• _Information supplied_:
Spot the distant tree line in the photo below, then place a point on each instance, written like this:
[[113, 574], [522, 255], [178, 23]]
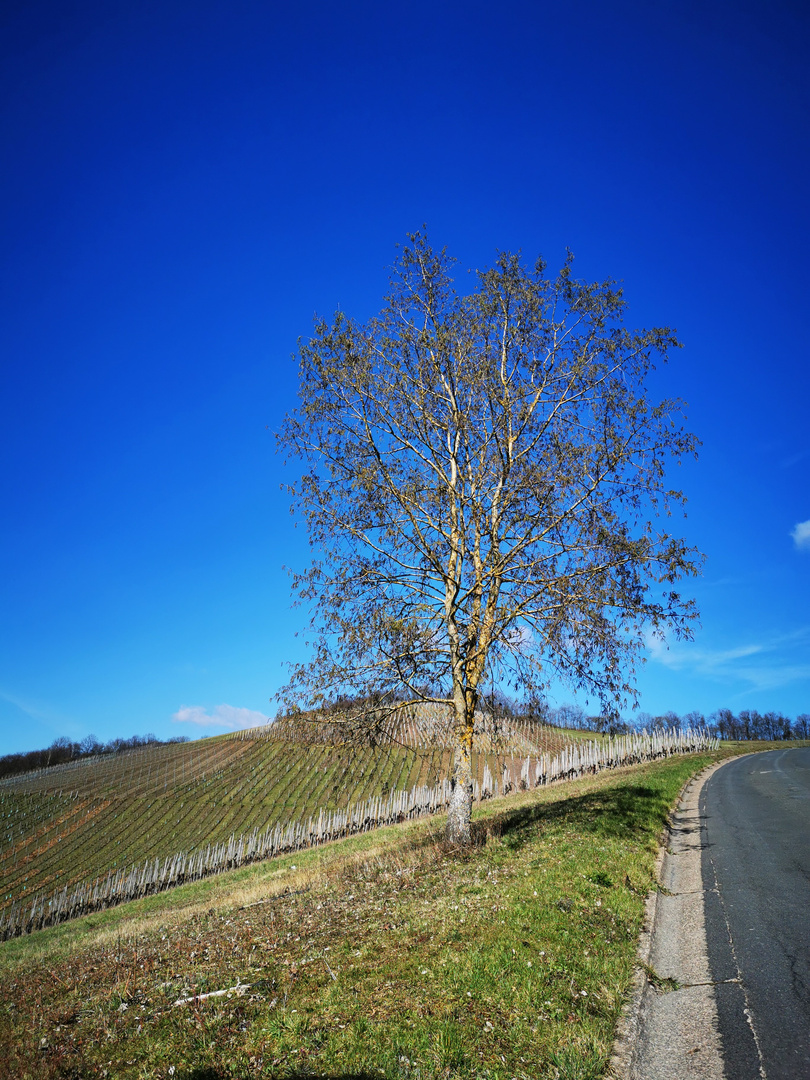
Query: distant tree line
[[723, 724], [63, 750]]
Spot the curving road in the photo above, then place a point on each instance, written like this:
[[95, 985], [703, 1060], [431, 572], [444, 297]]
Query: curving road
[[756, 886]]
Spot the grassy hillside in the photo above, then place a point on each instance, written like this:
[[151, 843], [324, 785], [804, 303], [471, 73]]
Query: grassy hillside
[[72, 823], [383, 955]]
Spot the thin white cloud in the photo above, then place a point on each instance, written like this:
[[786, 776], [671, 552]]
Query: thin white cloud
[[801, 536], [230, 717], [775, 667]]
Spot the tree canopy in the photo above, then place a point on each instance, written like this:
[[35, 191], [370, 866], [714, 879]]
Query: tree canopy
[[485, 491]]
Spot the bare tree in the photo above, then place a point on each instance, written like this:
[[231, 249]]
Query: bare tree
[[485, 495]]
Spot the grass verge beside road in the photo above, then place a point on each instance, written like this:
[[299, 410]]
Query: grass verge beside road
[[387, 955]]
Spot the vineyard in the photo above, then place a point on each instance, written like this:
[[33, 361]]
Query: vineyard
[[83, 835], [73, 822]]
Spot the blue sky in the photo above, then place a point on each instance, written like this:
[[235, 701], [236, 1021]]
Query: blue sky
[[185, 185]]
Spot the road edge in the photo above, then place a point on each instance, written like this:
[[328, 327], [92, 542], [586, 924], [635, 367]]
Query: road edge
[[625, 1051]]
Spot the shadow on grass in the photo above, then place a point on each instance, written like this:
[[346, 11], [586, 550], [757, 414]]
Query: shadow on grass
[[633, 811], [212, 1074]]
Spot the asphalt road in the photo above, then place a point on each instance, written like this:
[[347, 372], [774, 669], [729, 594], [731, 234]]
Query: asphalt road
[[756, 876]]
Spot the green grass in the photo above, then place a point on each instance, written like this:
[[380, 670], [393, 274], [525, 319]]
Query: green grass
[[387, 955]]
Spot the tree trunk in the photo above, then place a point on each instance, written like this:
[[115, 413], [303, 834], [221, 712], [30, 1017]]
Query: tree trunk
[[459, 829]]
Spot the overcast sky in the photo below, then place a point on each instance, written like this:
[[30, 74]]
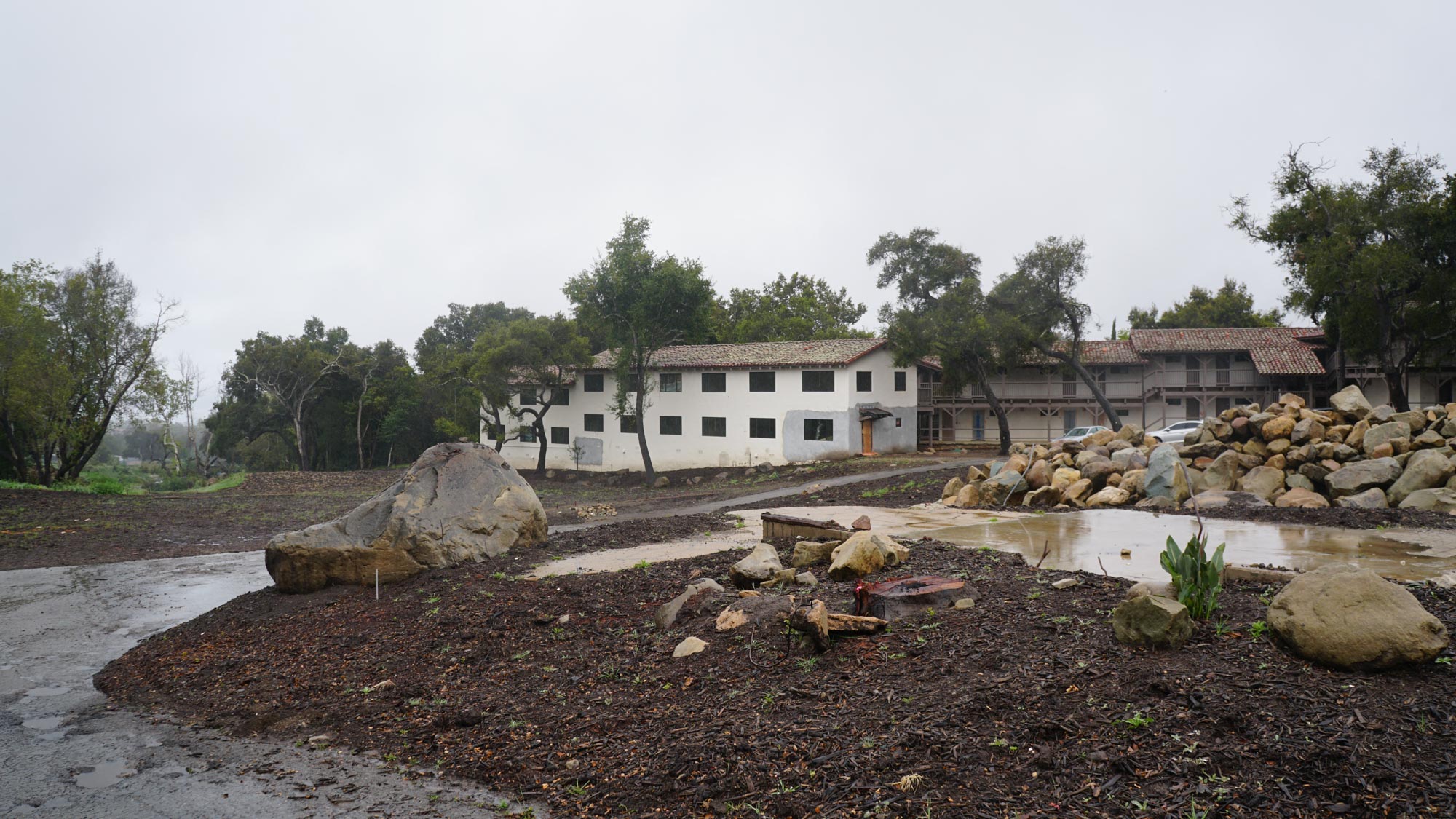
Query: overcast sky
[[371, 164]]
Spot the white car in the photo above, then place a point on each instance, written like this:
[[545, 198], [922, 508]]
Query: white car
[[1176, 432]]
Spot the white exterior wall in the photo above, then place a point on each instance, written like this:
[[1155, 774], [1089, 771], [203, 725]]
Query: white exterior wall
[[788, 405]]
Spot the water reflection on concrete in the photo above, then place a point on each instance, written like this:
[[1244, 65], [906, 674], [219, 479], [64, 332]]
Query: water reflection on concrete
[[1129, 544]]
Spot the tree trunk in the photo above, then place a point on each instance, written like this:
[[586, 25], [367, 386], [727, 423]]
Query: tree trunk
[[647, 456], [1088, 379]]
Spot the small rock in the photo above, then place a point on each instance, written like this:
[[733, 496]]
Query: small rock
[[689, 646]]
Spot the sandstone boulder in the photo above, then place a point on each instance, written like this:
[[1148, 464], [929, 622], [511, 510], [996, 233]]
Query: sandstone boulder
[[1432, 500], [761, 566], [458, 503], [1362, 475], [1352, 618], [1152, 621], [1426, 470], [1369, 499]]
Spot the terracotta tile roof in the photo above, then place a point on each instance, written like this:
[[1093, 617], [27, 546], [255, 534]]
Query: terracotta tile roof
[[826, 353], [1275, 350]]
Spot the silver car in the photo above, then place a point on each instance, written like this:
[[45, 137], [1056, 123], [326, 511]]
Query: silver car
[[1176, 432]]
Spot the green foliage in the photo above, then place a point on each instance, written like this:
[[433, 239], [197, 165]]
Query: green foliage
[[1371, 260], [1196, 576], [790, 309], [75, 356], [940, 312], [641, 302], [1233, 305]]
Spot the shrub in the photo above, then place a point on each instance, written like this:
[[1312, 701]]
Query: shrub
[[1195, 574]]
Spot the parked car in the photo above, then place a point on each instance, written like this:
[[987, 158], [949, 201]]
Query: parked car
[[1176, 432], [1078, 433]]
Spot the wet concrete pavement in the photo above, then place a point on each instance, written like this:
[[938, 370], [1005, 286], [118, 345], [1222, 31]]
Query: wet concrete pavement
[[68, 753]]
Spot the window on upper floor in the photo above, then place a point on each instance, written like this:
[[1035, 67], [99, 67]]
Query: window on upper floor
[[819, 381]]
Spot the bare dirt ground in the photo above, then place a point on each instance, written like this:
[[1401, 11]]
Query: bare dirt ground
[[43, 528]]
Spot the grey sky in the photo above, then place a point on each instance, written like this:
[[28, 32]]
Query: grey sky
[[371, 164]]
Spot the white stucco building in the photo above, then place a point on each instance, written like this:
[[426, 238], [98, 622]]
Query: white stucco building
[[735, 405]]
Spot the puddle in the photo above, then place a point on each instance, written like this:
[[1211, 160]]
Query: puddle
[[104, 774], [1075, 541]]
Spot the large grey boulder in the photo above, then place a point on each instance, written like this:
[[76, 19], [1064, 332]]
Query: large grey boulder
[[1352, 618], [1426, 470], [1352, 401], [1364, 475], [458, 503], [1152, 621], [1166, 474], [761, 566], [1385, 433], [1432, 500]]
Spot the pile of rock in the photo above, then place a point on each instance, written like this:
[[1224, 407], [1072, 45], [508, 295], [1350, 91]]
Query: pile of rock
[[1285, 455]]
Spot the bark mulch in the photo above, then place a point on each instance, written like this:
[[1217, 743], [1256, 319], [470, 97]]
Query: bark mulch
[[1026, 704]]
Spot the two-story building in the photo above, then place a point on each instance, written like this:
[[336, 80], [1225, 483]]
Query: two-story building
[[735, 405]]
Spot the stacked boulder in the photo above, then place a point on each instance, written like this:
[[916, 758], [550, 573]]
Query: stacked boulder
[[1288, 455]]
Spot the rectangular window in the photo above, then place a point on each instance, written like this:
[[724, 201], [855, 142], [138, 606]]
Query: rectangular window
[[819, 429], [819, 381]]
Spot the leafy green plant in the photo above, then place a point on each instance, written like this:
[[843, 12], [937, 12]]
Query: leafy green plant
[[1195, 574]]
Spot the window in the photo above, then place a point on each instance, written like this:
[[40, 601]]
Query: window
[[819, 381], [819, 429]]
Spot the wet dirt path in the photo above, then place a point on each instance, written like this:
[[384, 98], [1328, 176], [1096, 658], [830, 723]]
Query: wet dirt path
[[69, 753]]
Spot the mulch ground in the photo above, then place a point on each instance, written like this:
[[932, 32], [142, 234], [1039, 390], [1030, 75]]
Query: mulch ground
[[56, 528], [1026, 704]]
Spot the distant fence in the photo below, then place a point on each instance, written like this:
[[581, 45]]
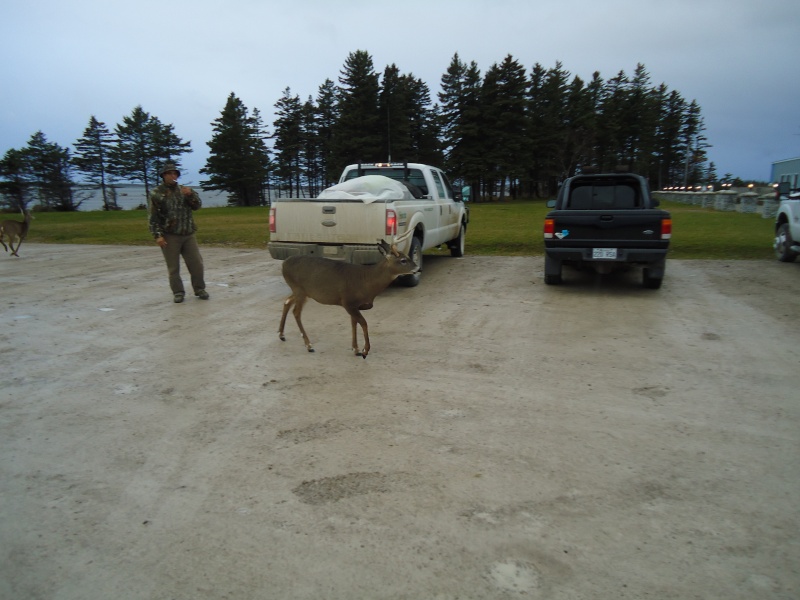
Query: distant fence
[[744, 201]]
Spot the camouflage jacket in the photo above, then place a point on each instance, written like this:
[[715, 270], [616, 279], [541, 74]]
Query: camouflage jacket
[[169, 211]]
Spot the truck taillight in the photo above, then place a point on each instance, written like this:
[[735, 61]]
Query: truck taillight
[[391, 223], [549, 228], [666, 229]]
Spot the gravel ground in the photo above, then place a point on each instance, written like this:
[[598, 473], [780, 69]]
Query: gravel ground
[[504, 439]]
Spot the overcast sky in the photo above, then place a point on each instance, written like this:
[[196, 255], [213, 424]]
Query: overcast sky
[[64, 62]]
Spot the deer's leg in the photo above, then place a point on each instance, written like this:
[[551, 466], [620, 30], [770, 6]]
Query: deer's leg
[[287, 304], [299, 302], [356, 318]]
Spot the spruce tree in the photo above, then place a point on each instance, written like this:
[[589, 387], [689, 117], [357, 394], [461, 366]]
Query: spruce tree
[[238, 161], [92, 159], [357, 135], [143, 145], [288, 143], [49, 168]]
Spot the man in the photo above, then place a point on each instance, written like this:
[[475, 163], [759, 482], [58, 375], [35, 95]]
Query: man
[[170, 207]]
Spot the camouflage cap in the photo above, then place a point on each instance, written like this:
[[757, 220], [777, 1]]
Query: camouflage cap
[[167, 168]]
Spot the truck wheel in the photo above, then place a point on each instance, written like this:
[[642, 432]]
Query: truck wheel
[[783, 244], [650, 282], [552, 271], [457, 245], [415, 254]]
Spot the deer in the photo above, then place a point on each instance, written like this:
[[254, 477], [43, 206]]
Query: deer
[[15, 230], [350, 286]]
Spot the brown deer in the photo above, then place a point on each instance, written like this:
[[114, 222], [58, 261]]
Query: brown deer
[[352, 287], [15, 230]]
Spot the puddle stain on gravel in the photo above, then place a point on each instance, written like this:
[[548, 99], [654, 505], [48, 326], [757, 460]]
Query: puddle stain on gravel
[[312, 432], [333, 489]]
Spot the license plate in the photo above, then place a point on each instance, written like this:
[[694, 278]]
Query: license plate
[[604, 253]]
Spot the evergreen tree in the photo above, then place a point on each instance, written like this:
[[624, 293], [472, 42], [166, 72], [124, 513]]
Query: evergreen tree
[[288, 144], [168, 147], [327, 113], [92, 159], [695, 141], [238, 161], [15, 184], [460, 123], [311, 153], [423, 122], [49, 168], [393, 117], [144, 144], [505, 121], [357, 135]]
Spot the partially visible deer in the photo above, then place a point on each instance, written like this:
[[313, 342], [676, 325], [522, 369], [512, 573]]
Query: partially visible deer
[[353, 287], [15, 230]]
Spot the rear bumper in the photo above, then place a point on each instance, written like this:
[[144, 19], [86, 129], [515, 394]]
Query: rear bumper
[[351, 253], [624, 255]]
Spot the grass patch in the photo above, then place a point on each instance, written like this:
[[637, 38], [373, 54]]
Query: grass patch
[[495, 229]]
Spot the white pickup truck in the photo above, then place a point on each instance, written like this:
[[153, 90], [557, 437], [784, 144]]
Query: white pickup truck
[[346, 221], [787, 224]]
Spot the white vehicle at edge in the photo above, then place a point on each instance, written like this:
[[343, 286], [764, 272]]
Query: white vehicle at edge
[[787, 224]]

• _Problem requirements_: Repeat, word for word, the part of the records that opens with the line containing "Spot the curving" and closes with the line containing "[[633, 811], [212, 1074]]", including both of those lines.

• _Written response_:
Spot the curving road in the photo above, then place a point on each instance, written like this:
[[95, 985], [703, 1060], [431, 572], [444, 297]]
Query: curving road
[[756, 886]]
Spot the grassy hillside in the photo above, then place a point on each instance, written like this:
[[151, 843], [324, 785], [804, 303], [471, 73]]
Query: grassy hillside
[[72, 823], [383, 955]]
Spot the thin white cloud in the photo above, then place a point on each instance, written like this:
[[786, 776], [671, 552]]
Query: thin white cloud
[[801, 536], [230, 717], [775, 667]]
Spot the tree canopy in the photo above, then place a point on each instance, written like this:
[[35, 191], [370, 866], [714, 879]]
Query: tree canopy
[[485, 491]]
Spot the bare tree in the photo above, then place a point on each instance, written like this:
[[231, 249]]
Query: bare tree
[[485, 495]]
Spot the grass verge beside road in the photo above, then place a point on each instance, written like this:
[[299, 410]]
Query: grass verge beside road
[[387, 955]]
Spot the vineyard in the photo above, then place a point on each instance, written like this:
[[33, 361]]
Query: vineyard
[[83, 835], [73, 822]]
Spot the blue sky in the photo above, then place a point on each instance, written like this:
[[235, 701], [236, 1021]]
Query: blue sky
[[185, 185]]
Spot the road edge in the photo above, then place a point on each instance, written like this:
[[328, 327], [92, 542], [586, 924], [635, 367]]
Query: road edge
[[625, 1051]]
Spot the shadow on grass in the photo above, then place a point on each instance, written like this:
[[346, 11], [586, 550], [757, 414]]
Query: shadow on grass
[[633, 811], [212, 1074]]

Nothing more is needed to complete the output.